_Passage shown_
This photo shows Mark Twain Produce at the northeast corner of Third and Church. The building originally housed the Elliott wholesale grocery company. In 2016 it serves as Karlocks Kars and Pop Culture museum and art gallery. STEVE CHOU PHOTO COLLECTION

MARY LOU MONTGOMERY

Robert Elliott moved his young family to Hannibal, Missouri, during the early part of the 1870s, settling into a town that would ultimately allow him to flourish financially.

By 1881, he and Frank W. Wyman were operating a wholesale grocery warehouse at 102-106 North Fourth.

In 1884, The Board of Trade of Hannibal elected Robert Elliott as its president.

By 1888, he had secured for himself the role of president of the Merchants and Mechanics Loan and Building Association, located at 208 Center.

During 1890, a new grocery warehouse, operated by Dulany and Robert Elliott, was completed and was in operation, built of concrete and steel with a brick exterior. The warehouse sprawled across a quarter of a block on the northeast corner of South Third and Church.

_Source material_

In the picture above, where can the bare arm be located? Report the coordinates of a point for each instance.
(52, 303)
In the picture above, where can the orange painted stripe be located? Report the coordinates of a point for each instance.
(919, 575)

_Challenge_
Reproduce the Hannibal grocery history text in full, word for word, including the photo caption and byline.

_Finished task_
This photo shows Mark Twain Produce at the northeast corner of Third and Church. The building originally housed the Elliott wholesale grocery company. In 2016 it serves as Karlocks Kars and Pop Culture museum and art gallery. STEVE CHOU PHOTO COLLECTION

MARY LOU MONTGOMERY

Robert Elliott moved his young family to Hannibal, Missouri, during the early part of the 1870s, settling into a town that would ultimately allow him to flourish financially.

By 1881, he and Frank W. Wyman were operating a wholesale grocery warehouse at 102-106 North Fourth.

In 1884, The Board of Trade of Hannibal elected Robert Elliott as its president.

By 1888, he had secured for himself the role of president of the Merchants and Mechanics Loan and Building Association, located at 208 Center.

During 1890, a new grocery warehouse, operated by Dulany and Robert Elliott, was completed and was in operation, built of concrete and steel with a brick exterior. The warehouse sprawled across a quarter of a block on the northeast corner of South Third and Church.